What you need to do:
Return every line of the data below without any changes.

*** Opening of Recorded information ***

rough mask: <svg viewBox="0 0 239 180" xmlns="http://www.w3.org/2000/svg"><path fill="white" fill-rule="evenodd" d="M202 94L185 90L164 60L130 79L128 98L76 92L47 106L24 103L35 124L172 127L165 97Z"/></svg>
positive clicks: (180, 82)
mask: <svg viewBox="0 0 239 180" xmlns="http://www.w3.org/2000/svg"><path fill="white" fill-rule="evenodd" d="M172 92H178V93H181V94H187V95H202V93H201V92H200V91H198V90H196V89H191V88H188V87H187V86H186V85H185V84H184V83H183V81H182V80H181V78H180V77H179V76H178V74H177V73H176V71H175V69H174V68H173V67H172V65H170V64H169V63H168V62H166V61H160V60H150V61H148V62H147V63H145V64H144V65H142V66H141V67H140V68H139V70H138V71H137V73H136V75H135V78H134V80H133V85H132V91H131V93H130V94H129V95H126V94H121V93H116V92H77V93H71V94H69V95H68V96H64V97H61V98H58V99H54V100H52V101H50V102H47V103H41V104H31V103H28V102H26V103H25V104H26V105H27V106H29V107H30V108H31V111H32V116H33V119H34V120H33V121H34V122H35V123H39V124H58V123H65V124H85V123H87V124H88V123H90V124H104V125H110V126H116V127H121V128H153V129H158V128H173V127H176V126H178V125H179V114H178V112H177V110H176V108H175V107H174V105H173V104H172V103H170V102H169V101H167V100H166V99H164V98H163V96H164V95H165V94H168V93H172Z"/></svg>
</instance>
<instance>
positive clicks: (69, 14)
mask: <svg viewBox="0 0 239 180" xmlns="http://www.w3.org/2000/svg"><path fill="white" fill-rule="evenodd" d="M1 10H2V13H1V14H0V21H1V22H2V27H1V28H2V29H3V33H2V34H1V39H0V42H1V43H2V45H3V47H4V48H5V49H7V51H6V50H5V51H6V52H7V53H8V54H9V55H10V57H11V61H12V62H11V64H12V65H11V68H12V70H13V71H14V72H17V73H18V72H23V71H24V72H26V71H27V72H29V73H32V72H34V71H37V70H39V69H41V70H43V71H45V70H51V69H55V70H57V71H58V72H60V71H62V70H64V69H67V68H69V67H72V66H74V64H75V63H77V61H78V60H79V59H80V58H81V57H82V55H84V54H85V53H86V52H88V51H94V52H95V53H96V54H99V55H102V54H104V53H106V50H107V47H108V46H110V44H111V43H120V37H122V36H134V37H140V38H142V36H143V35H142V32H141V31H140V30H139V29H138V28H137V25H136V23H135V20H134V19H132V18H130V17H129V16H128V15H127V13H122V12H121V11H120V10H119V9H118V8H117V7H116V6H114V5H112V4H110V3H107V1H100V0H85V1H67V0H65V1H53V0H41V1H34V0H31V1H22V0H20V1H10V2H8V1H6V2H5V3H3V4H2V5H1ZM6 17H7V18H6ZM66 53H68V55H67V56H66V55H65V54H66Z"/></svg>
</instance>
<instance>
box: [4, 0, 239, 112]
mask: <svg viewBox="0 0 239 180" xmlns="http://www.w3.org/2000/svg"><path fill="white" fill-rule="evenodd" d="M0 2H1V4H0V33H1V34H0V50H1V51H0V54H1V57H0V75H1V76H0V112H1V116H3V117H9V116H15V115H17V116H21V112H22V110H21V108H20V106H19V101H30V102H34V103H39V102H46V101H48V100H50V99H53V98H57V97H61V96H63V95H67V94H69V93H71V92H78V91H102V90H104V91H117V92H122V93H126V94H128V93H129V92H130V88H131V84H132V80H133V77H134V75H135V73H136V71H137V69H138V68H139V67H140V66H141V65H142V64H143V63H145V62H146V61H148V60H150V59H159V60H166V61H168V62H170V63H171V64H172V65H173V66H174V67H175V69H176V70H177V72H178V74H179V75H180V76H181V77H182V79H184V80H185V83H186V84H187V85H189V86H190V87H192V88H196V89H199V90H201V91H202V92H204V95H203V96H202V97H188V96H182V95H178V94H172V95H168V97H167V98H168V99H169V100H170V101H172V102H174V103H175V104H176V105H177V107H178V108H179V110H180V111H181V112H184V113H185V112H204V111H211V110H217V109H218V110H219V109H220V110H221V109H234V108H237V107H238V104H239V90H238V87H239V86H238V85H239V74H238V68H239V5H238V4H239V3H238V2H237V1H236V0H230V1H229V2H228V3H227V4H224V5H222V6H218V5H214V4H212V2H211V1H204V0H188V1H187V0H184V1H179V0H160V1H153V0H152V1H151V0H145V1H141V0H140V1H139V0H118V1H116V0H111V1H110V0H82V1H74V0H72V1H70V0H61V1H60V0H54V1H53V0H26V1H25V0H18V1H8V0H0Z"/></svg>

*** Close of Recorded information ***

Exercise response:
rough mask: <svg viewBox="0 0 239 180" xmlns="http://www.w3.org/2000/svg"><path fill="white" fill-rule="evenodd" d="M202 94L185 90L164 60L130 79L128 98L76 92L47 106L24 103L35 124L172 127L165 97Z"/></svg>
positive clicks: (180, 82)
mask: <svg viewBox="0 0 239 180" xmlns="http://www.w3.org/2000/svg"><path fill="white" fill-rule="evenodd" d="M172 92H178V93H181V94H187V95H202V93H201V92H200V91H198V90H196V89H191V88H188V87H187V86H186V85H185V84H184V83H183V81H182V80H181V78H180V77H179V76H178V74H177V73H176V71H175V69H174V68H173V67H172V65H170V64H169V63H168V62H166V61H160V60H150V61H148V62H147V63H145V64H144V65H142V66H141V67H140V68H139V70H138V71H137V73H136V75H135V78H134V80H133V85H132V91H131V93H130V94H129V95H126V94H121V93H116V92H77V93H71V94H69V95H68V96H64V97H61V98H58V99H54V100H52V101H50V102H47V103H41V104H31V103H28V102H26V103H25V104H26V105H27V106H29V107H30V108H31V111H32V116H33V119H34V120H33V121H34V122H35V123H39V124H58V123H65V124H85V123H87V124H88V123H90V124H104V125H110V126H116V127H121V128H153V129H158V128H173V127H176V126H178V125H179V114H178V112H177V110H176V108H175V107H174V105H173V104H172V103H170V102H169V101H167V100H166V99H164V98H163V96H164V95H165V94H168V93H172Z"/></svg>
</instance>
<instance>
positive clicks: (69, 14)
mask: <svg viewBox="0 0 239 180" xmlns="http://www.w3.org/2000/svg"><path fill="white" fill-rule="evenodd" d="M1 10H2V13H1V14H0V21H1V22H2V27H1V28H2V29H3V33H2V34H1V39H0V42H1V43H2V45H3V47H4V48H5V49H7V51H6V50H5V51H6V52H7V53H8V54H9V55H10V57H11V61H12V62H11V64H12V65H11V68H12V70H13V71H14V72H17V73H18V72H23V71H24V72H26V71H27V72H29V73H32V72H34V71H37V70H39V69H41V70H43V71H45V70H51V69H55V70H57V71H58V72H60V71H62V70H64V69H67V68H69V67H72V66H74V64H75V63H77V61H78V60H79V59H80V58H81V57H82V55H84V54H85V53H86V52H88V51H94V52H95V53H96V54H99V55H102V54H104V53H106V50H107V47H108V46H110V44H111V43H120V37H122V36H134V37H140V38H142V36H143V35H142V32H141V31H140V30H139V29H138V28H137V25H136V23H135V20H134V19H132V18H130V17H129V16H128V15H127V13H122V12H121V11H120V10H119V9H118V8H117V7H116V6H114V5H112V4H110V3H107V1H100V0H85V1H67V0H65V1H53V0H41V1H34V0H31V1H22V0H20V1H10V2H8V1H6V2H5V3H3V4H2V5H1ZM6 17H7V18H6ZM66 53H68V55H67V56H66V55H65V54H66Z"/></svg>
</instance>
<instance>
box: [4, 0, 239, 112]
mask: <svg viewBox="0 0 239 180" xmlns="http://www.w3.org/2000/svg"><path fill="white" fill-rule="evenodd" d="M0 2H1V4H0V33H1V34H0V50H1V51H0V54H1V57H0V75H1V76H0V112H1V116H3V117H9V116H15V115H17V116H21V112H22V110H21V108H20V106H19V101H30V102H34V103H39V102H46V101H48V100H50V99H53V98H57V97H61V96H63V95H67V94H69V93H71V92H78V91H102V90H104V91H117V92H122V93H126V94H128V93H129V92H130V88H131V84H132V80H133V77H134V75H135V73H136V71H137V69H138V68H139V67H140V66H141V65H142V64H143V63H145V62H146V61H148V60H150V59H159V60H166V61H168V62H170V63H171V64H172V65H173V66H174V67H175V69H176V70H177V72H178V74H179V75H180V76H181V77H182V79H184V80H185V83H186V84H187V85H189V86H190V87H192V88H196V89H199V90H201V91H202V92H204V95H203V96H202V97H188V96H182V95H178V94H172V95H168V97H167V98H168V99H169V100H170V101H172V102H174V103H175V104H176V105H177V107H178V108H179V110H180V111H181V112H184V113H185V112H204V111H211V110H217V109H218V110H219V109H220V110H221V109H234V108H237V107H238V104H239V90H238V87H239V86H238V85H239V74H238V68H239V5H238V4H239V3H238V2H237V1H236V0H230V1H229V2H228V3H227V4H224V5H222V6H218V5H214V4H212V2H211V1H204V0H188V1H187V0H184V1H179V0H160V1H153V0H152V1H151V0H145V1H141V0H140V1H139V0H118V1H116V0H111V1H110V0H82V1H74V0H72V1H70V0H61V1H60V0H54V1H53V0H26V1H25V0H18V1H8V0H0Z"/></svg>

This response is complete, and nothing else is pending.